WHAT IS BEING ASKED => Quote the entries word for word. Omit the pictures.

==== ENTRIES PROVIDED

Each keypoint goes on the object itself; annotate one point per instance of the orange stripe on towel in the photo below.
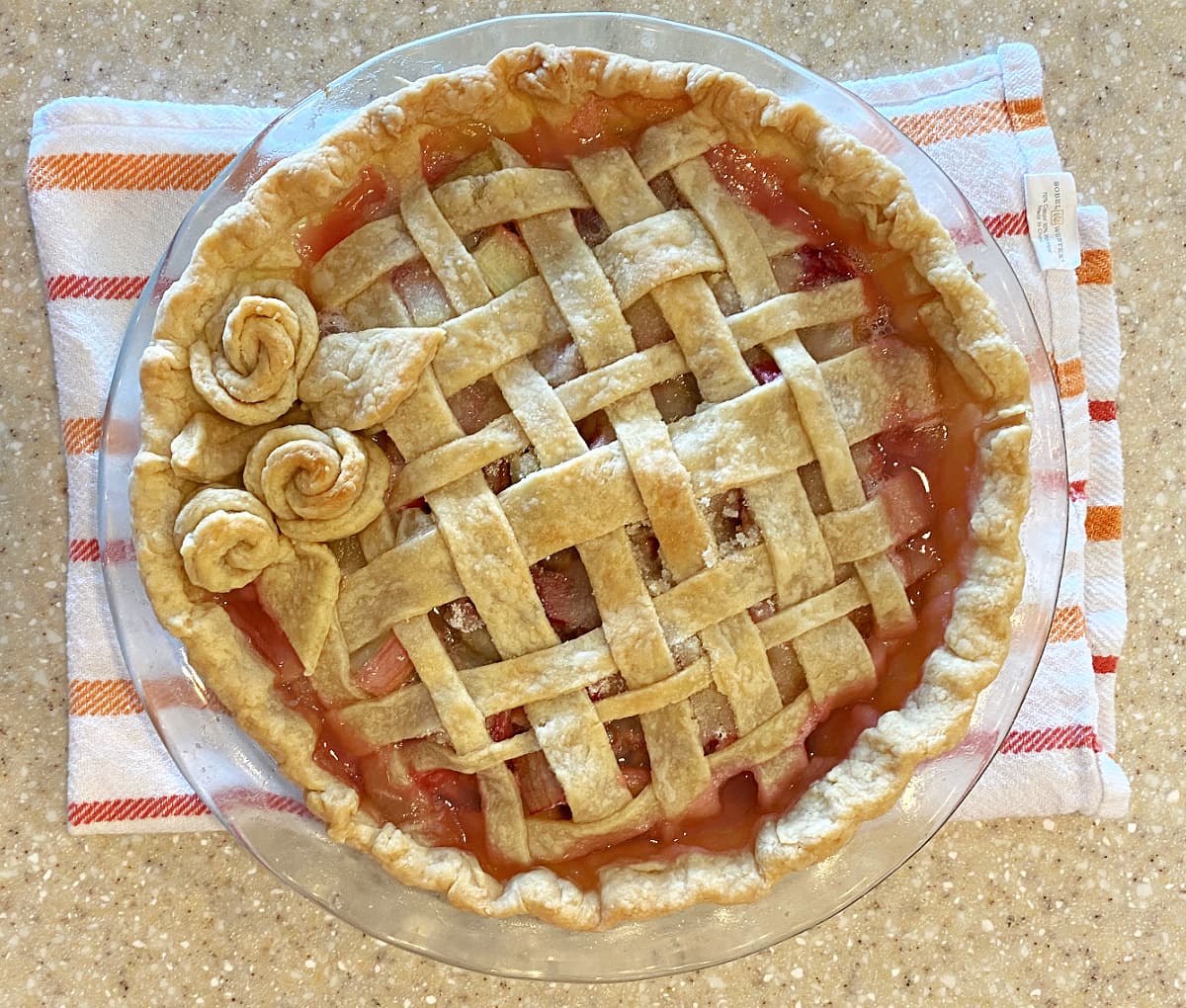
(972, 120)
(190, 172)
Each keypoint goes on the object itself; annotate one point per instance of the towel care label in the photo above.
(1054, 220)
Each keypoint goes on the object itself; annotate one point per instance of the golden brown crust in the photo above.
(181, 372)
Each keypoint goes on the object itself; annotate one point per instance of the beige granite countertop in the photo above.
(1036, 912)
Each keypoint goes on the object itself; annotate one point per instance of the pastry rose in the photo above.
(320, 485)
(225, 539)
(255, 351)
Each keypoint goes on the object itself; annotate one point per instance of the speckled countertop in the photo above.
(1055, 912)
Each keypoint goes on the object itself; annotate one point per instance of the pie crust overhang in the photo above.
(255, 454)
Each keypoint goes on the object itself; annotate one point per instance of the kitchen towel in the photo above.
(110, 182)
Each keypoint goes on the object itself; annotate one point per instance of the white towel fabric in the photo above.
(111, 181)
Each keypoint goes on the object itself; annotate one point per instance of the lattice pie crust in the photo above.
(256, 452)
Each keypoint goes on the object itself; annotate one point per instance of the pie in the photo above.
(596, 481)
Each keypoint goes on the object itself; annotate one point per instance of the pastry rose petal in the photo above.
(320, 485)
(225, 539)
(356, 379)
(255, 351)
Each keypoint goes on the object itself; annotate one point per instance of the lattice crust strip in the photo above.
(819, 569)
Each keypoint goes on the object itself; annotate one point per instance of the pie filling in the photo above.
(919, 467)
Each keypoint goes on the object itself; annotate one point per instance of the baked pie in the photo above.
(596, 481)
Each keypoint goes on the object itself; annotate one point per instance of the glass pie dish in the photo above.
(264, 811)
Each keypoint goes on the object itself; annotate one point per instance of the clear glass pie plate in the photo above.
(242, 786)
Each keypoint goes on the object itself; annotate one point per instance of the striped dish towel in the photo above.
(110, 182)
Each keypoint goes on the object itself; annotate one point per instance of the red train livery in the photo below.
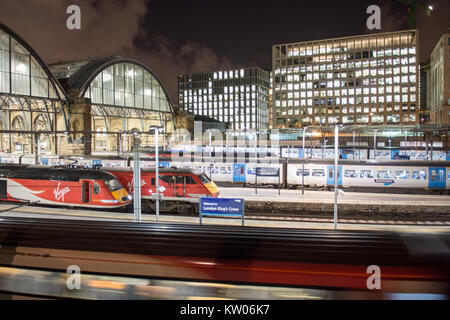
(179, 187)
(61, 187)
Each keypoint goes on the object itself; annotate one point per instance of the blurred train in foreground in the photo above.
(179, 188)
(122, 260)
(61, 187)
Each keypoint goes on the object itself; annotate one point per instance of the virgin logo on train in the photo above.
(59, 193)
(131, 184)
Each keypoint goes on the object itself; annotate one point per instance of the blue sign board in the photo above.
(96, 163)
(222, 207)
(267, 172)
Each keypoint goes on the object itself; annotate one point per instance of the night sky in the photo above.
(176, 37)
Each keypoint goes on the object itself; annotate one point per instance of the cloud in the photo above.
(108, 27)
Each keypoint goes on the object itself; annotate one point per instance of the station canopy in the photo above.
(117, 87)
(30, 96)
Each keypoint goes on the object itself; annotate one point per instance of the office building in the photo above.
(238, 97)
(438, 78)
(360, 80)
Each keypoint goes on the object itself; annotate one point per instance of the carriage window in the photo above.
(96, 188)
(318, 173)
(180, 179)
(366, 174)
(204, 178)
(419, 175)
(403, 174)
(190, 180)
(304, 173)
(350, 174)
(166, 179)
(384, 174)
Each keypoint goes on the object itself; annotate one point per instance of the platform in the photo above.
(350, 204)
(80, 214)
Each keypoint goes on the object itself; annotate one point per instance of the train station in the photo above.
(78, 107)
(325, 176)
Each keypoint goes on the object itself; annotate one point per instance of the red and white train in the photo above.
(179, 188)
(61, 186)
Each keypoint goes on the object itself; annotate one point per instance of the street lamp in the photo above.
(303, 162)
(157, 129)
(375, 144)
(336, 157)
(136, 178)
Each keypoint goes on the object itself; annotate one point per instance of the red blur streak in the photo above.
(272, 272)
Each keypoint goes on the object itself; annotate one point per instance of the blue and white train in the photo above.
(397, 174)
(374, 174)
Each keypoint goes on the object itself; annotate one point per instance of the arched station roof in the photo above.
(114, 81)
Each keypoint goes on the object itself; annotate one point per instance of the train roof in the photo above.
(24, 171)
(172, 170)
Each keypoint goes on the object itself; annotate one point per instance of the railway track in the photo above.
(120, 216)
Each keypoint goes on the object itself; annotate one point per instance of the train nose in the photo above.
(127, 198)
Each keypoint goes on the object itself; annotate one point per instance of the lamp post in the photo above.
(406, 138)
(336, 156)
(136, 178)
(156, 129)
(375, 144)
(303, 162)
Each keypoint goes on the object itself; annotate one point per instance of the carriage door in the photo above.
(437, 178)
(180, 186)
(239, 173)
(330, 175)
(86, 191)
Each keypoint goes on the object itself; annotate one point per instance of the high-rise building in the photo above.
(360, 80)
(239, 97)
(438, 78)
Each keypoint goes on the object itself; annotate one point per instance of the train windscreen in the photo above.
(204, 178)
(113, 184)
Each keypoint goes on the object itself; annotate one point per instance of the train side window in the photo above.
(402, 174)
(384, 174)
(350, 174)
(180, 179)
(301, 172)
(419, 175)
(366, 174)
(166, 179)
(318, 173)
(190, 180)
(96, 188)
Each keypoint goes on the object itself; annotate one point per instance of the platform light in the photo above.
(157, 130)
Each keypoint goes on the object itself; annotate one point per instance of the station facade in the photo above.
(78, 107)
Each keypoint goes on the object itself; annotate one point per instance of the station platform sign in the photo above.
(222, 207)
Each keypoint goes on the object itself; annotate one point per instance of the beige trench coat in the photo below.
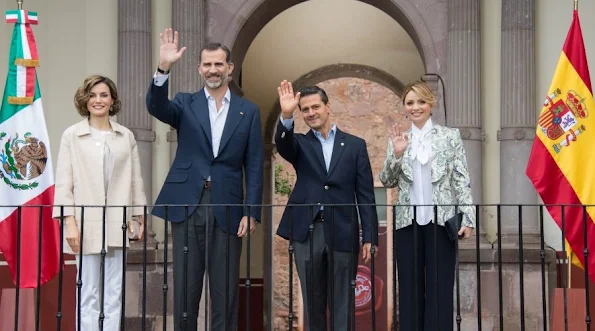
(79, 181)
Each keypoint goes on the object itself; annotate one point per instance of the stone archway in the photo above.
(236, 23)
(330, 72)
(360, 106)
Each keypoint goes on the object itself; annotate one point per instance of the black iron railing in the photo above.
(473, 257)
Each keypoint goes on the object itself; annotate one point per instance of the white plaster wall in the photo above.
(74, 39)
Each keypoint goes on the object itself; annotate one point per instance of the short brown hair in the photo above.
(82, 95)
(422, 90)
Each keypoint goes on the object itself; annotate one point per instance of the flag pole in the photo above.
(570, 268)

========

REPLY TO THE EXERCISE =>
Each keypoint goes on the object itself; annotate one point per instance of the orange stripe on towel in the photo below.
(972, 120)
(190, 172)
Each keypoint goes on the object itself; annotate one point per instance of the towel care label in the photo above.
(1054, 220)
Each keypoint goes on the object itself; annotate one point per instance of the golden brown crust in the photo above.
(181, 372)
Each keypoint goes on the object itself; annotate one point per instance of the beige granite countertop in the photo above.
(1036, 912)
Each keypoint goes on the object itself; annotate one point per instance of the pastry rose in the photo above.
(320, 485)
(225, 539)
(255, 351)
Each keypoint goes on the object itself; annotate one point per instance of the speckled countertop in the photo above.
(1055, 912)
Each keypoint goes on the object itself; annotate one point per instance of the pie crust overhang in the photo above.
(255, 454)
Each keypoint goes on the object itself; annotate one point per instance of the kitchen towel in the photo above.
(110, 182)
Each keypoint goes on the object itself; annotate one point per instance of the white towel fabric in the photo above.
(111, 181)
Each keypoint goes on the object itself; annotate one point per instance of the lattice pie crust in the photo above.
(256, 452)
Each keypoint goes on the object itself; annotate one point per instance of the pie in the photo above.
(596, 481)
Each keypoint goes on the object itself; annotate one point per instance of the pastry rose petal in the photo above.
(320, 485)
(225, 539)
(356, 379)
(255, 351)
Each keypoint goes on the object itself; annotate one point per instance of the lattice crust strip in the photo above.
(819, 569)
Each keypoint goes on the object itself; annotate one point per instance of the pie filling in the photo above.
(919, 467)
Each keypoint goes on the object itself; annotate one point per instance of the baked pie in the photo above.
(596, 481)
Each keypoint goes on the object itself; annotate one point per instance of the glass pie dish in the photo above.
(264, 811)
Each keypoint goes on the object itself; annotate one point per instance of the clear glass pie plate in the photo above.
(242, 786)
Each keypoint goes on the object itself; annotate one point per instance of the striped dish towel in the photo above.
(110, 182)
Each keypoint goes on the object itself; annotate one point per instance of the red train livery in the photo below.
(179, 187)
(61, 187)
Each keypoint goes on the object itself; annotate one point per instance of the blurred train in foreground in the photo above.
(179, 188)
(122, 260)
(61, 187)
Each keypoint goes on the object itself; annotate one point per instance of the virgin logo on train in the photo above.
(59, 193)
(131, 184)
Each keypoint goes on the object itself; annotate one point per instance of the blue sign board in the photo above.
(96, 163)
(222, 207)
(267, 172)
Each keypoint goes on the object itself; annotate one point per instance of the night sky in the photo above.
(176, 37)
Each keypoint goes on the object itself; annotate one point per instance of the cloud in the photo above.
(108, 27)
Each keypoint goes on the object itself; annotate one point per instance of the station canopy in the photo above.
(117, 87)
(30, 96)
Each keypoint goes on the object itself; annotate one point per instance of the office building in the photo above.
(238, 97)
(438, 78)
(360, 80)
Each keypoint goes on the object itself; annotate one point per instance of the carriage window in the photo above.
(96, 188)
(318, 173)
(180, 179)
(366, 174)
(204, 178)
(419, 175)
(403, 174)
(190, 180)
(304, 173)
(350, 174)
(166, 179)
(384, 174)
Each keypoint goes on the object itself; annotate one point per instance of the platform in the photo above.
(350, 204)
(80, 214)
Each keypoint goes on the object itself; annotate one point per instance of the train station in the photo above.
(78, 107)
(325, 176)
Each keypoint goes on the object itself; annotate one point per instance of the red and white train in the photo above.
(179, 188)
(61, 186)
Each keypoint goes on the object itself; annotate one point per instance of the street lamp in the photo above.
(303, 162)
(157, 129)
(375, 144)
(336, 157)
(136, 178)
Each keypoint goes on the object itself; annotate one point per instance of the red blur streak in the photo above.
(272, 272)
Each keypoint goes on the object itself; annotate one point per instance of the blue and white train in the photo above.
(397, 174)
(374, 174)
Each keypoint goes on the object itself; annotate one point per instance of the arched station roof in the photo above.
(114, 81)
Each keypoint goes on the object itself; annotate one point per instance of the train roof in the photo above.
(24, 171)
(172, 170)
Each keypoint goes on the object itself; annotate one point per instance of the railway track in the photo above.
(120, 216)
Each keypoint goes on the object itself; annotate one point per instance of the train nose in the photo above.
(127, 198)
Each keypoint goes on the object itself; annotate one point per instance of the lamp post in the photo above.
(406, 138)
(336, 156)
(136, 178)
(156, 129)
(375, 144)
(303, 162)
Each keypoint goes on the object itself; annotate one point per instance of the carriage door in the photo above.
(437, 178)
(180, 186)
(239, 173)
(330, 175)
(86, 191)
Each keypoint goes on the object itself; annotate one point per instance of the high-rise building in the photo above.
(360, 80)
(239, 97)
(438, 78)
Each keypoint goes on the object itself; annotate one point per instance of the train windscreen in the photo above.
(204, 178)
(113, 184)
Each keypoint goes on the object itself; annotate one point per instance of the train side window in the photo above.
(402, 174)
(384, 174)
(350, 174)
(180, 179)
(301, 172)
(419, 175)
(366, 174)
(166, 179)
(318, 173)
(190, 180)
(96, 188)
Each keypoint goes on the object itself; annotate one point per instance of the platform light in the photo above.
(157, 130)
Each keypoint goes on the object itself; annotate one point per instance of the station facade in the photo above.
(78, 107)
Each keypoint goes on the object itself; annotate one point per instance of the station platform sign in the photo above.
(222, 207)
Each keypoint goes on the object itself; annotate one point per instance of the beige trench coat in the photo below.
(79, 181)
Each keypoint goes on the object itself; annotate one point per instance of the stone archway in the photo above.
(236, 23)
(330, 72)
(360, 106)
Each keypoint goes on the object itself; annotate one point per instance of the black iron railing in the photo above.
(473, 257)
Each keypoint goes on the object itself; annotate one point per instance of the white plaster wall in the photo above.
(74, 39)
Each keypoint goes on the object itself; annotate one point per instance of the short brown hair in the photo above.
(82, 95)
(422, 90)
Each keypoint goes on the object itself; annotate one point per instance of the flag pole in the photo above.
(570, 268)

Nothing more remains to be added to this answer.